====== DATA LISTING ======

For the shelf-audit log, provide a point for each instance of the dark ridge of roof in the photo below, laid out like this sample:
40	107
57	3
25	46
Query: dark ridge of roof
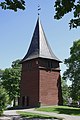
39	46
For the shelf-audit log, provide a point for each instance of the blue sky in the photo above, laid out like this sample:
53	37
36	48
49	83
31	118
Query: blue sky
16	29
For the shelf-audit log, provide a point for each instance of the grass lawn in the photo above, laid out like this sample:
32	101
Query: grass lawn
35	115
61	110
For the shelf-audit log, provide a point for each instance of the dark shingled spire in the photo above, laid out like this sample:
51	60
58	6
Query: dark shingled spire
39	47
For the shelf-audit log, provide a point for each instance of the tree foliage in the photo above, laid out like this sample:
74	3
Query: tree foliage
4	99
63	7
13	4
73	70
65	91
11	79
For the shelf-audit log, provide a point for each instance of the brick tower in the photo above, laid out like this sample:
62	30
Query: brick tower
40	80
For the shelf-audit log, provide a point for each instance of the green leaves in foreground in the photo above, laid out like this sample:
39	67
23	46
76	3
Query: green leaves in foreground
13	4
4	99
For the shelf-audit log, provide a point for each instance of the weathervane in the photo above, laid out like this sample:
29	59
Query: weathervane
39	8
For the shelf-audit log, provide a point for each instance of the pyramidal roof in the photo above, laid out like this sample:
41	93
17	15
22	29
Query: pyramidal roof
39	47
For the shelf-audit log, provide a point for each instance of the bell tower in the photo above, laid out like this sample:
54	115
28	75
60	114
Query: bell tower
40	80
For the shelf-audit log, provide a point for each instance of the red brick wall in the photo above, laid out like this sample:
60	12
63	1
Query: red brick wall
48	87
40	83
30	83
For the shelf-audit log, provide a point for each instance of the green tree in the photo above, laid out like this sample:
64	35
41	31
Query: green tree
4	99
65	91
62	7
73	70
13	4
11	79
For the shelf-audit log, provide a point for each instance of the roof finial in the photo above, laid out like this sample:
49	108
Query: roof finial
39	8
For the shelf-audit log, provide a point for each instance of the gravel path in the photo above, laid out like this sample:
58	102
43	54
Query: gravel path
11	115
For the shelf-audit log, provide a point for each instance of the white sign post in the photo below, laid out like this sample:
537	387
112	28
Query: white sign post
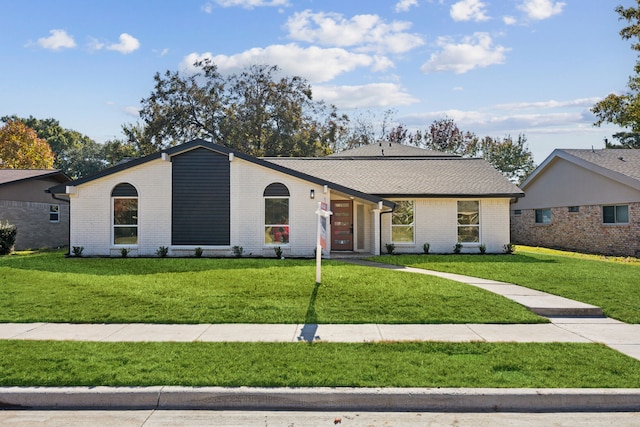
321	238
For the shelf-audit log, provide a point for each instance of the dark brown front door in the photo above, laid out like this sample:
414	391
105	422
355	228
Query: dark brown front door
342	225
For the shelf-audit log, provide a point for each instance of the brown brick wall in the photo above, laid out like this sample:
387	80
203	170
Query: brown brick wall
32	222
581	231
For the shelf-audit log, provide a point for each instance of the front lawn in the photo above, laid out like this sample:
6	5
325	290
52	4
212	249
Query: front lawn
424	364
47	287
612	284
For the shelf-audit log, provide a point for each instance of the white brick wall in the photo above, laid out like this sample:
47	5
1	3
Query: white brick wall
248	182
91	210
436	224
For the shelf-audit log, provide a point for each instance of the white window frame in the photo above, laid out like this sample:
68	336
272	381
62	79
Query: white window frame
458	225
287	225
114	225
55	212
411	225
615	214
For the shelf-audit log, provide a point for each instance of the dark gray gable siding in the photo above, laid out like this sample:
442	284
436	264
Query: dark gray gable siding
201	198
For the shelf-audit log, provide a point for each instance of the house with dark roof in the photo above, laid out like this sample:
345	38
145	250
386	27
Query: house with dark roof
202	195
41	221
582	200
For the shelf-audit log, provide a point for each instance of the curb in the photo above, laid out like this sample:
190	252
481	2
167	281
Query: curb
321	399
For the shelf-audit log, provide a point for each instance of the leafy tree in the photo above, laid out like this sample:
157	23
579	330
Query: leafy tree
624	110
444	135
255	112
21	148
510	157
75	154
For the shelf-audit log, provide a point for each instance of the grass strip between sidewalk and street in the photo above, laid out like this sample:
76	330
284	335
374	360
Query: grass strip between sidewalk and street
404	364
610	283
47	287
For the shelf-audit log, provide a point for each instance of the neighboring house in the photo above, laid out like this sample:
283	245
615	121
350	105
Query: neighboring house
202	195
41	221
582	200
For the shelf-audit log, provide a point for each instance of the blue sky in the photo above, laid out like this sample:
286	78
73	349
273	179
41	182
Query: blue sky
496	67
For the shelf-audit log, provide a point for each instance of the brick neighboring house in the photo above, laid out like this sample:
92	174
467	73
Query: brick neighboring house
41	220
582	200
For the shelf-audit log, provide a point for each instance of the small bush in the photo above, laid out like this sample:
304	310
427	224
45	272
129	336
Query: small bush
390	248
238	251
162	251
7	238
77	251
457	248
278	251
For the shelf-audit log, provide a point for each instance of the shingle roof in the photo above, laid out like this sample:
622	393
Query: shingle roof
624	161
12	175
423	176
622	165
390	149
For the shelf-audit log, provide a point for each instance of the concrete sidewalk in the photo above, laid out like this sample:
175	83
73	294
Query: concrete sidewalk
571	321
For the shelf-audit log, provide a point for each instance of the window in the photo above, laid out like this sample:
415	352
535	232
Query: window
125	214
543	216
402	222
54	213
276	214
468	221
615	214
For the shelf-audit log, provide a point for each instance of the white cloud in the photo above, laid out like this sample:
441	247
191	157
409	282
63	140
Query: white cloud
541	9
367	33
474	51
58	39
580	102
405	5
132	111
250	4
207	7
468	10
374	95
314	63
127	44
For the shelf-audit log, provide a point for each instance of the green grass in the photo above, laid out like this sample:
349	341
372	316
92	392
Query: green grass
426	364
612	284
47	287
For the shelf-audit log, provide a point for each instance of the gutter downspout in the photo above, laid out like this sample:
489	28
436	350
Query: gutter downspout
380	227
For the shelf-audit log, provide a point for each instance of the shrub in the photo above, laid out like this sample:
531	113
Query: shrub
237	251
77	251
162	251
7	238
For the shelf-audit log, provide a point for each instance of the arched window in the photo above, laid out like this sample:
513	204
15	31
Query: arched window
124	199
276	214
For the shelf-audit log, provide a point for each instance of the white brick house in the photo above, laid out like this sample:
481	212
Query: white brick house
202	195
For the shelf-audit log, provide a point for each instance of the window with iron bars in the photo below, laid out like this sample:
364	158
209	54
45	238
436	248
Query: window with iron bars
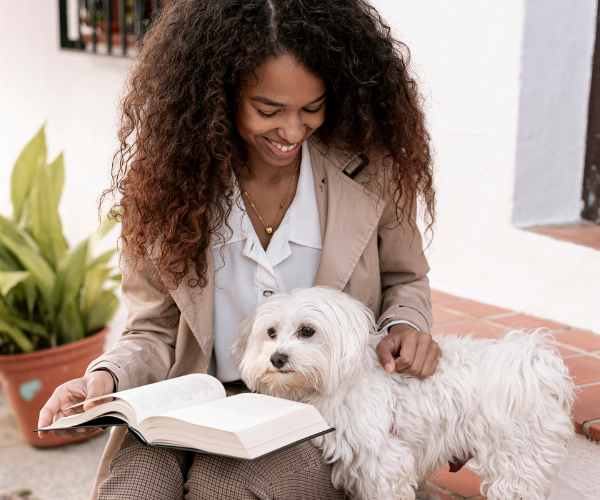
110	27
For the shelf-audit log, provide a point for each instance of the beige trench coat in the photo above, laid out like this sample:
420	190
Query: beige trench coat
365	254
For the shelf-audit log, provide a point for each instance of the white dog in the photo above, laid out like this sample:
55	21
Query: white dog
505	402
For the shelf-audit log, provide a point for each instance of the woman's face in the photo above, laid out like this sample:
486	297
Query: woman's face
276	111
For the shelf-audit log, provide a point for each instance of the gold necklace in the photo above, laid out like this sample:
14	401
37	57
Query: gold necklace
269	229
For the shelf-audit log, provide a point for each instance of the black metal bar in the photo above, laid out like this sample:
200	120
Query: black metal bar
122	21
65	43
107	9
591	175
95	9
93	14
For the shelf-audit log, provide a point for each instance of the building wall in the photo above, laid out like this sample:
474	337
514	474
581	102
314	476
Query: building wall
76	96
470	58
557	49
473	58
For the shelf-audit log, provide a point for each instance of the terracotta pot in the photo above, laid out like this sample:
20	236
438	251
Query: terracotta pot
29	379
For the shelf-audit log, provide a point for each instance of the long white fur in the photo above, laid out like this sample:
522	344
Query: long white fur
505	402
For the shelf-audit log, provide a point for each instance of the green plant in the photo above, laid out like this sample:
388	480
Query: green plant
49	294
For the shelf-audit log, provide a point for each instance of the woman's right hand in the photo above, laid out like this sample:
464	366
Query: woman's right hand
92	385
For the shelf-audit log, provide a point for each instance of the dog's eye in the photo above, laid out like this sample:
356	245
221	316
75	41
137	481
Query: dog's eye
307	331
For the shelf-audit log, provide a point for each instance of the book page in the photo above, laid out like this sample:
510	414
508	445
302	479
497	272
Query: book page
236	412
172	394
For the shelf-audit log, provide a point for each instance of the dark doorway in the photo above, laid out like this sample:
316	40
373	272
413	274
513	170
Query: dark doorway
591	176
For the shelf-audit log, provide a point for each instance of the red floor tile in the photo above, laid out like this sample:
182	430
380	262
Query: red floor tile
437	296
441	316
579	338
478	328
442	495
464	482
586	234
587	405
584	369
595	431
476	309
528	322
563	351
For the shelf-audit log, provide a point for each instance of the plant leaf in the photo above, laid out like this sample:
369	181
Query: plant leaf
101	311
106	224
29	161
70	274
40	270
7	262
46	227
70	324
31	295
15	232
28	326
17	335
9	279
93	286
56	176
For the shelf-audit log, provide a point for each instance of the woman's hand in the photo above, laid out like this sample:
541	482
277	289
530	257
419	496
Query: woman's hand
417	352
92	385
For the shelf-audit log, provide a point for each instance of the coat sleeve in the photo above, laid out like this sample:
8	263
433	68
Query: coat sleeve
403	266
146	350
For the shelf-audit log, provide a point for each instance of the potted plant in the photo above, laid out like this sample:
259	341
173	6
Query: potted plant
55	301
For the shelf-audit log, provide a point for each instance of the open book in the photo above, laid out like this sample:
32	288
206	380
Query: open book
192	413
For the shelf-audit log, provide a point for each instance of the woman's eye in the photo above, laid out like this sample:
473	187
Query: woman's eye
307	331
266	115
314	110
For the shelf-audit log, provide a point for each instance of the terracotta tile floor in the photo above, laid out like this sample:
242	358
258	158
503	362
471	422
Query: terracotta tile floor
580	350
582	233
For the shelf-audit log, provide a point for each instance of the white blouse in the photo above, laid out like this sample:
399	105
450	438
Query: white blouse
246	273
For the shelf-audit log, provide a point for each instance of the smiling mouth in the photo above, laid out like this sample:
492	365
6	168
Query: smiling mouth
282	147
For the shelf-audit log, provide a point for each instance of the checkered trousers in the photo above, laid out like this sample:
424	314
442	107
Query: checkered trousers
139	472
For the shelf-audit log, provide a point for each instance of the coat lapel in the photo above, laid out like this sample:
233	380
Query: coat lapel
348	213
197	305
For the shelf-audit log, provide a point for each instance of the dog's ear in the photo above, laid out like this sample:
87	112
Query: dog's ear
347	325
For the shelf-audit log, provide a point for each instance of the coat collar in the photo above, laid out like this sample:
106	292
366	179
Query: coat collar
348	212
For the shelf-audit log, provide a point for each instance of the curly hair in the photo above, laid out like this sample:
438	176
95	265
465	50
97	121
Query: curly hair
178	143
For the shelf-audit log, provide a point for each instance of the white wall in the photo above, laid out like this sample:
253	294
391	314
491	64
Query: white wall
75	94
469	56
556	64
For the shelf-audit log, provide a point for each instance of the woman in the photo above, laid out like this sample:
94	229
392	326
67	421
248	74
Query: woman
265	145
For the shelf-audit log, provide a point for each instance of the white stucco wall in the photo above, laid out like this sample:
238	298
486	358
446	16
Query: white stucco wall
75	94
469	55
556	64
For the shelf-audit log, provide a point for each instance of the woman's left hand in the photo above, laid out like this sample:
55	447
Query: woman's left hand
417	352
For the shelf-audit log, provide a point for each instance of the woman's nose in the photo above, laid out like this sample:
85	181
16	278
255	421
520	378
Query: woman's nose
292	131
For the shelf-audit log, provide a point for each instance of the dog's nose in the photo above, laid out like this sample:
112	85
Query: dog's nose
278	359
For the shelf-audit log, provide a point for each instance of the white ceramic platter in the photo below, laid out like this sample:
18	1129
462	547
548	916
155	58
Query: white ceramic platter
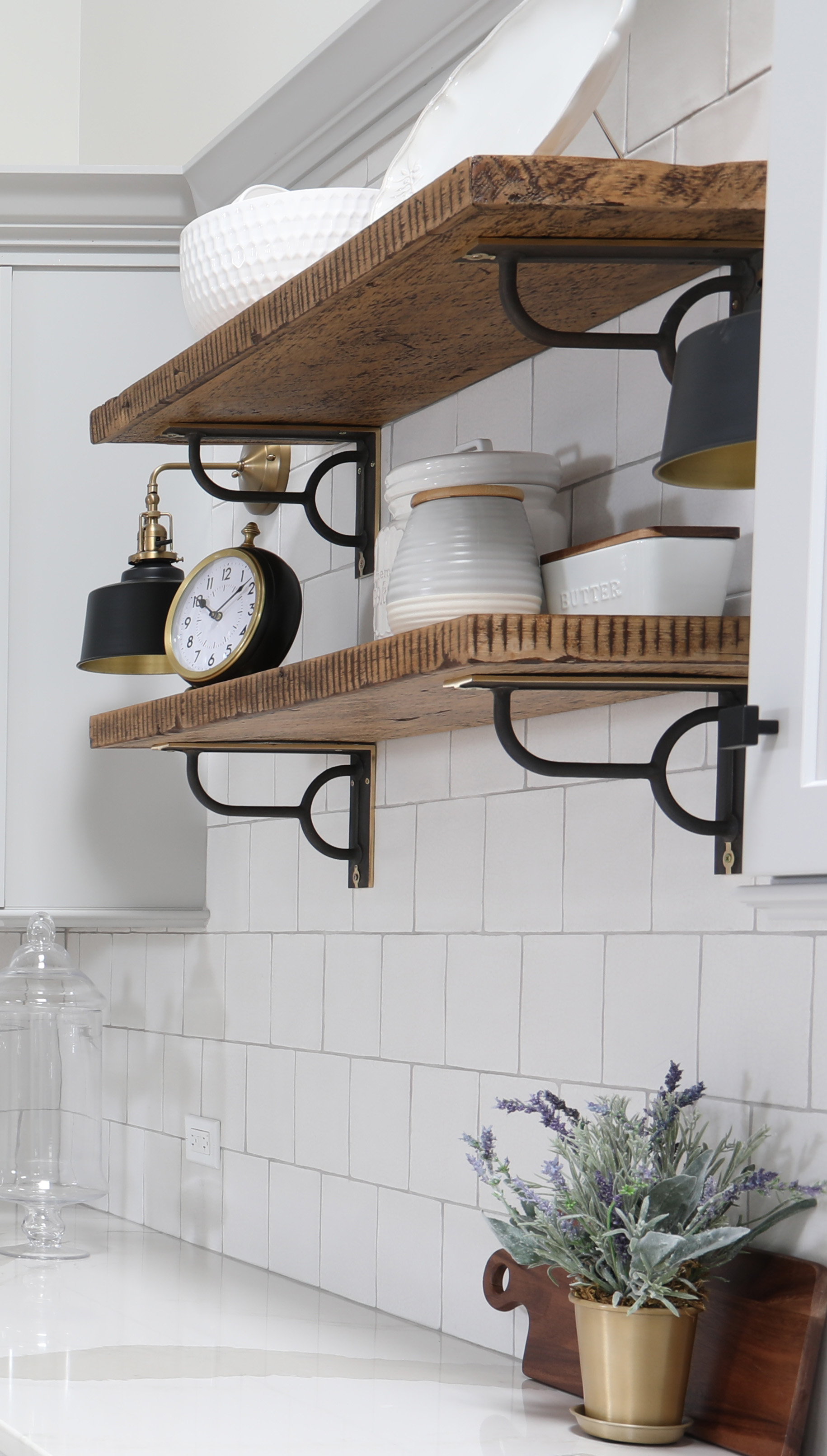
527	88
238	254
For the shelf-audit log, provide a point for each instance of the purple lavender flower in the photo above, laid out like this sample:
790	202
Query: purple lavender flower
481	1170
672	1078
554	1174
807	1190
757	1180
532	1196
551	1109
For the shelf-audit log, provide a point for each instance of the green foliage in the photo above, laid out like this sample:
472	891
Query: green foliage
635	1208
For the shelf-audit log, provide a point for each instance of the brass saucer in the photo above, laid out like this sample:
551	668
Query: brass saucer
635	1435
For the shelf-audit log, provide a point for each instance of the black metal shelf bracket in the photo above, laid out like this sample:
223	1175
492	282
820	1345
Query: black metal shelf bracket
509	254
360	771
365	455
739	729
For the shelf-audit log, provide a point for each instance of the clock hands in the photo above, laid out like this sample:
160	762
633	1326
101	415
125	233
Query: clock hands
216	613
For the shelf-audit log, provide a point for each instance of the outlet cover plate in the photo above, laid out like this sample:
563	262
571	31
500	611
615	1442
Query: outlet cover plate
203	1141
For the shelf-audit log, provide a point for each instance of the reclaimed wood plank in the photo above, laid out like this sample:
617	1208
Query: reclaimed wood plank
756	1350
395	688
392	321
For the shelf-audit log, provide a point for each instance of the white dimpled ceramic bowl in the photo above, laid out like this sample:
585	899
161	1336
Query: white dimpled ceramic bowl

======

[EXERCISE BRIEF] Your answer should be the lines of the records that hold the string "bowl".

[EXERCISE OUTPUT]
For the shelf-audit log, provide a point for each instance of the white dimpled ceramic bowl in the photo above, laid out like this sample:
Query: white dimpled ceramic bowl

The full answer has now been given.